By Ryan Quackenbush1.29.14

Our 5.0 release has been our biggest and most ambitious to date. We’ve learned so much from our customers and we’re proud to know we’re building the best PaaS for the Enterprise, with the Enterprise. This series of blog posts includes Q&A with some of the “Apprendans” who worked hard on Apprenda 5.0. Hear what they learned, what they think is important, and how they made it through our most aggressive release schedule ever.

Fun Fact: A connoisseur of fine scotch, Kelly periodically performs office-wide tastings.

Ryan: Why is 5.0 so important? What’s most exciting about this release?
Kelly: It’s the most ambitious release I’ve been a part of, and I’ve been here since version 2.0. Obviously, a big thing is the enhanced support for Java and Oracle, but there are so many new features included in 5.0 that it’s difficult to narrow them down. I’m really impressed that we were able to get this done in the time that we did.

This is also the longest release cycle that we’ve done. Normally, we aim for 6 month release periods, but we built this out as a 9-month cycle, due to the large amount of updates and expansions being included. Not only have we enhanced our overall support for Java components, but we’ve also matched that for what we do for .NET. That fact can’t be overstated.

In addition to that, regarding deployment models with Microsoft SQL Server, we’re supporting isolated multitenancy DBs for Oracle. That could be an impressive major feature of a release in itself, but in the scope of 5.0, it’s almost just another thing.

Ryan: Can you tell me about the enhancements to our teaming / group capabilities?
········
▸ **Jobs**:
a - Answer these questions from the Apprenda 5.0 interview.
(i) Since which version has Kelly been part of the company?
(ii) How long was the 5.0 release cycle, and what length do releases normally aim for?
(iii) What does Kelly periodically perform in the office?
b - Reproduce the passage of the Apprenda 5.0 interview from "Our 5.0 release" to "performs office-wide tastings.".

▸ **Data supplied**:
········
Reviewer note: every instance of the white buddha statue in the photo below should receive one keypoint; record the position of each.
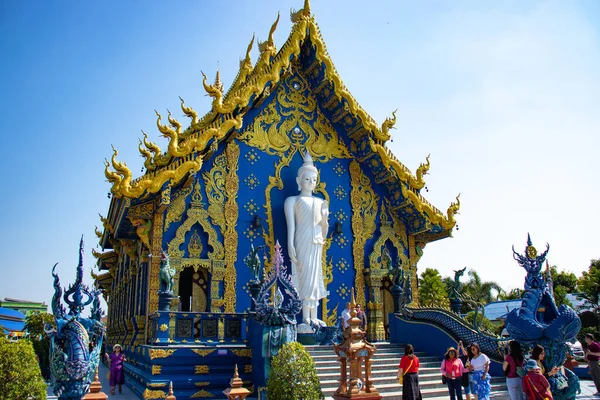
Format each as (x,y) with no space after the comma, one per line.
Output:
(306,218)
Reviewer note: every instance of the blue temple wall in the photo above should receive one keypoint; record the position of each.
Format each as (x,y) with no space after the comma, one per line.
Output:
(428,337)
(255,169)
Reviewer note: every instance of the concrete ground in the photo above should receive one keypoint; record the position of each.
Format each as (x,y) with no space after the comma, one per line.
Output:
(126,395)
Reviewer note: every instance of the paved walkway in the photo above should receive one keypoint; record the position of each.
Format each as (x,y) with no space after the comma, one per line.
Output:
(126,395)
(587,390)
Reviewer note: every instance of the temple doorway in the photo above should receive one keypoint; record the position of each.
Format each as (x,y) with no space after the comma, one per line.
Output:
(193,290)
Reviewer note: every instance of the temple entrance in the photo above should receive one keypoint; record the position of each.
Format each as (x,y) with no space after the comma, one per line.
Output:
(388,304)
(193,290)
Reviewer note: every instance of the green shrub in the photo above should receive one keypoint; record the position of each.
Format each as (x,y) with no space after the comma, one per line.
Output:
(20,376)
(293,375)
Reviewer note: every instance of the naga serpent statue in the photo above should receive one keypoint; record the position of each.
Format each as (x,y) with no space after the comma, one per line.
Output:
(540,321)
(76,341)
(277,315)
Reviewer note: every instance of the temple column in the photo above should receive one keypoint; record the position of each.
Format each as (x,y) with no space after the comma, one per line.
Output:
(375,325)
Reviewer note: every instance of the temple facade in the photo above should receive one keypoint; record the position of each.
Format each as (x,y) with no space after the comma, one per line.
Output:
(218,189)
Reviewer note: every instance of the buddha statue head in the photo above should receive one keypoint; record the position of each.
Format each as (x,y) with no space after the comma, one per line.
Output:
(307,174)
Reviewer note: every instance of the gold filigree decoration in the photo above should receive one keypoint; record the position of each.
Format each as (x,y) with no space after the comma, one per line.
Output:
(364,210)
(177,207)
(196,214)
(201,369)
(295,120)
(143,228)
(435,216)
(203,352)
(230,239)
(160,353)
(202,394)
(195,245)
(154,394)
(242,352)
(125,186)
(157,229)
(214,182)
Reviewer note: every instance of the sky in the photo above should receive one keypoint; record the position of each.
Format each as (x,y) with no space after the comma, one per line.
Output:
(504,95)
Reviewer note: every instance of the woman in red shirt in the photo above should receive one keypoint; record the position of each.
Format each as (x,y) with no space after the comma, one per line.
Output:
(408,374)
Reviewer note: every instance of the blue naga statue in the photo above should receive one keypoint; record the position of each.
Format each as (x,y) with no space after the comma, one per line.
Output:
(540,321)
(277,315)
(76,341)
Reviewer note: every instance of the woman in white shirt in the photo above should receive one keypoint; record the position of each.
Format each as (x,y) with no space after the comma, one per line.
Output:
(480,365)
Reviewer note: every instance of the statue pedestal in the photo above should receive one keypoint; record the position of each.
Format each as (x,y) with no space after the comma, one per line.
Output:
(164,301)
(254,290)
(455,305)
(305,334)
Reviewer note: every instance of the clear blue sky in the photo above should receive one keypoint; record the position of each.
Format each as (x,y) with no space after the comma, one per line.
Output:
(504,95)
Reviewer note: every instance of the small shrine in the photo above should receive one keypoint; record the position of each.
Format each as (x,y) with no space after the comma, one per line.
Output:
(284,155)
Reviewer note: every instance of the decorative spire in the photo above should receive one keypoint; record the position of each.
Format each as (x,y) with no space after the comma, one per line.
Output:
(303,13)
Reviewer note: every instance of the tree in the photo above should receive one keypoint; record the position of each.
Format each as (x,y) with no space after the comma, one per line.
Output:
(589,285)
(563,283)
(479,291)
(20,377)
(293,375)
(432,290)
(34,325)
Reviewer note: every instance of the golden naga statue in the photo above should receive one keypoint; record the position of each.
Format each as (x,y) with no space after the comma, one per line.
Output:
(421,172)
(303,13)
(215,92)
(453,210)
(189,112)
(388,124)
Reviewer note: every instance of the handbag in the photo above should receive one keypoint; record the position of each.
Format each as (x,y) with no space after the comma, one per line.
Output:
(401,380)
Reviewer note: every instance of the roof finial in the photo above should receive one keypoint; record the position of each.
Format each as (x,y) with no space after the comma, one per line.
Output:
(296,16)
(218,83)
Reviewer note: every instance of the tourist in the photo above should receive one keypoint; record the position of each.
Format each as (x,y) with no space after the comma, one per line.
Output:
(360,314)
(535,384)
(513,370)
(408,374)
(539,354)
(452,369)
(115,365)
(479,367)
(466,357)
(346,316)
(592,356)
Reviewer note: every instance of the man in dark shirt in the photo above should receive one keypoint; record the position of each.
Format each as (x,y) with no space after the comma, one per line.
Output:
(360,314)
(592,355)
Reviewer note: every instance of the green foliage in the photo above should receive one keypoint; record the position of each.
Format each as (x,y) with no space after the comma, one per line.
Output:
(483,323)
(479,291)
(20,376)
(432,290)
(589,284)
(34,324)
(293,375)
(514,294)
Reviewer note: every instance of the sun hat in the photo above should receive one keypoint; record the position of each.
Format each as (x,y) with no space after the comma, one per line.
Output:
(532,364)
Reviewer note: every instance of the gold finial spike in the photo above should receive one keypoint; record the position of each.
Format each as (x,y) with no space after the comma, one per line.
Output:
(306,9)
(171,396)
(218,83)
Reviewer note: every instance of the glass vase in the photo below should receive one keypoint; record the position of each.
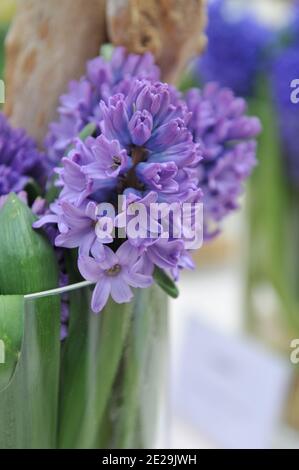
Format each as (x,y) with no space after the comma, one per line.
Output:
(102,387)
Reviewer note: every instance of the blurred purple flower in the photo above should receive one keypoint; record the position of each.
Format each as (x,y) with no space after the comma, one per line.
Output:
(19,159)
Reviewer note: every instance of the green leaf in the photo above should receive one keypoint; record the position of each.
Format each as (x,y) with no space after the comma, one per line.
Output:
(53,191)
(166,283)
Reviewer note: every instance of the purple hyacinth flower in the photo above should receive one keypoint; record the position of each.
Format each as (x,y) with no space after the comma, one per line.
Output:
(114,275)
(227,135)
(80,105)
(235,52)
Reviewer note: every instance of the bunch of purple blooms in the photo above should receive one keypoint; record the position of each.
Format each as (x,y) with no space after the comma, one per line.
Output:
(153,146)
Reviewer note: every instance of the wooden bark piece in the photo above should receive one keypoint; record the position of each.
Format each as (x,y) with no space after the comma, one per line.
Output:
(47,46)
(171,29)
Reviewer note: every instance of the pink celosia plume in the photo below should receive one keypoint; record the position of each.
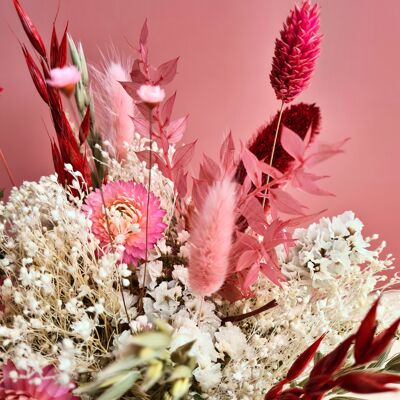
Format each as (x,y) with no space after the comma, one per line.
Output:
(117,107)
(14,385)
(296,52)
(211,239)
(125,217)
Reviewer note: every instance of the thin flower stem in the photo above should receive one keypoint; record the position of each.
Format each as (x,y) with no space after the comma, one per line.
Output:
(8,170)
(147,206)
(273,149)
(241,317)
(108,225)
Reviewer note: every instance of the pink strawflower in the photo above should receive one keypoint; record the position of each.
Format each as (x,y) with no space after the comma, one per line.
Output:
(296,52)
(14,385)
(211,239)
(64,78)
(126,210)
(150,94)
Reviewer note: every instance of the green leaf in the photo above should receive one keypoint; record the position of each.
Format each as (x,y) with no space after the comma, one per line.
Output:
(119,389)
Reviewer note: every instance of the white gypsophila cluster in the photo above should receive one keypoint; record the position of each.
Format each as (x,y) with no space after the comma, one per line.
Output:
(131,168)
(333,300)
(62,303)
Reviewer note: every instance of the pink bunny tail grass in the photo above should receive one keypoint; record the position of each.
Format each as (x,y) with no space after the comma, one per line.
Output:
(296,52)
(211,239)
(116,105)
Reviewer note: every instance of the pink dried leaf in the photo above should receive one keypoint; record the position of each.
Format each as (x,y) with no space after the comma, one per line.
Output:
(252,210)
(306,182)
(227,152)
(167,71)
(175,130)
(365,334)
(209,170)
(292,143)
(137,75)
(30,29)
(156,159)
(183,155)
(144,33)
(252,166)
(167,108)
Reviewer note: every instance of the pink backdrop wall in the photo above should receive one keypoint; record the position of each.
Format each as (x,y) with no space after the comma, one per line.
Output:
(226,48)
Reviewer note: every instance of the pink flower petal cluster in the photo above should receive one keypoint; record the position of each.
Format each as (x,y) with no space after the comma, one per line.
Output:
(41,386)
(125,217)
(296,52)
(151,94)
(64,78)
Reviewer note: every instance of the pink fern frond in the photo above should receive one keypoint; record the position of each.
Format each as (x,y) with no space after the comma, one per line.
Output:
(296,52)
(211,239)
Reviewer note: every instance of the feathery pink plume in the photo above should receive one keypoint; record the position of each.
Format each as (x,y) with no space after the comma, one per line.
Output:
(211,239)
(296,52)
(117,107)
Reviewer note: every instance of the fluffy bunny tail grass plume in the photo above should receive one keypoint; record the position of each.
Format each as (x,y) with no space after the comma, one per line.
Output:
(116,105)
(296,52)
(211,239)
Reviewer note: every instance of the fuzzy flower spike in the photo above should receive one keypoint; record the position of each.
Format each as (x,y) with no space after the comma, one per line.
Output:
(126,213)
(296,52)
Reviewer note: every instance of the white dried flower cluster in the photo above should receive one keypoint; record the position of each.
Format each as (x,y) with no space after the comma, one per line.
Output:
(61,295)
(130,168)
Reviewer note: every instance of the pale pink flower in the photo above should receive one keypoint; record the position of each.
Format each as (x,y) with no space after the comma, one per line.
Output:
(211,239)
(64,78)
(117,107)
(14,385)
(150,94)
(296,52)
(126,211)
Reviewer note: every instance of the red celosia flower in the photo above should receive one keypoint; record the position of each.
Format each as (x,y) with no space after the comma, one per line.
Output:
(298,118)
(42,386)
(296,52)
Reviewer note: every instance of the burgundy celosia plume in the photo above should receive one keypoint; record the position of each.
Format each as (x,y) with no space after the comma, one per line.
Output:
(211,239)
(299,118)
(296,52)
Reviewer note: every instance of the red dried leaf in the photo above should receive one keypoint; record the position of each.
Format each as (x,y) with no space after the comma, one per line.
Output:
(62,51)
(333,361)
(36,75)
(368,382)
(275,391)
(30,29)
(183,155)
(365,334)
(85,126)
(166,110)
(167,71)
(303,360)
(54,48)
(381,342)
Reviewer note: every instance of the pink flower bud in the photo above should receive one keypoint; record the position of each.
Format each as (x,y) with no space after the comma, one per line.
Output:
(151,95)
(64,78)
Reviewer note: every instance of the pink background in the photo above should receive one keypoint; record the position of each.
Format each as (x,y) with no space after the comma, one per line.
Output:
(226,48)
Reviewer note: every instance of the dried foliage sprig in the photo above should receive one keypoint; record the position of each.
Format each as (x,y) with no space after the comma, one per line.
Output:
(328,373)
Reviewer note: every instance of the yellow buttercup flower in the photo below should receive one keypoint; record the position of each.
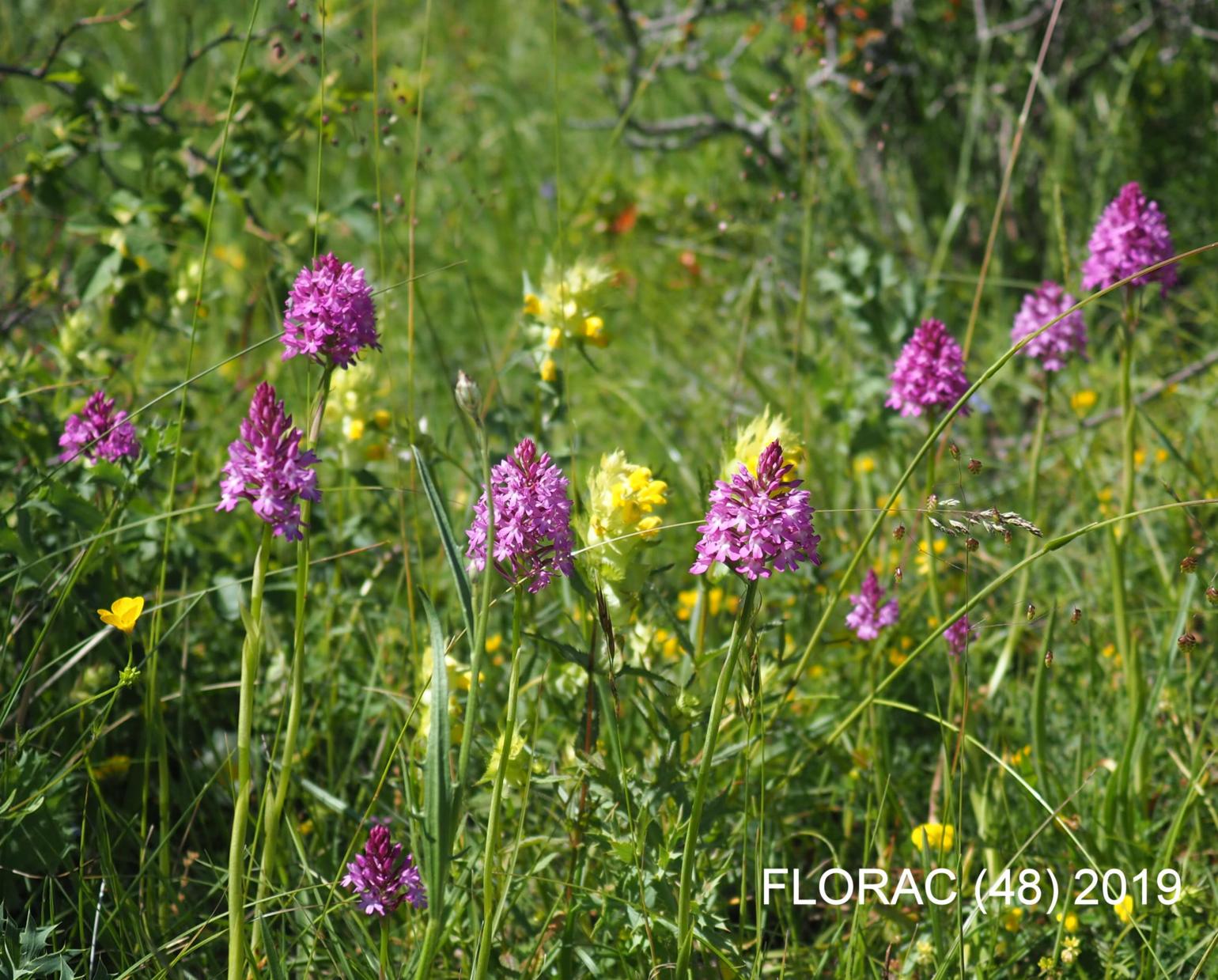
········
▸ **Solutions per task**:
a -
(i) Since version 2.0.
(ii) Nine months; releases normally aim for six-month periods.
(iii) Office-wide tastings of fine scotch.

b -
Our 5.0 release has been our biggest and most ambitious to date. We’ve learned so much from our customers and we’re proud to know we’re building the best PaaS for the Enterprise, with the Enterprise. This series of blog posts includes Q&A with some of the “Apprendans” who worked hard on Apprenda 5.0. Hear what they learned, what they think is important, and how they made it through our most aggressive release schedule ever.

Fun Fact: A connoisseur of fine scotch, Kelly periodically performs office-wide tastings.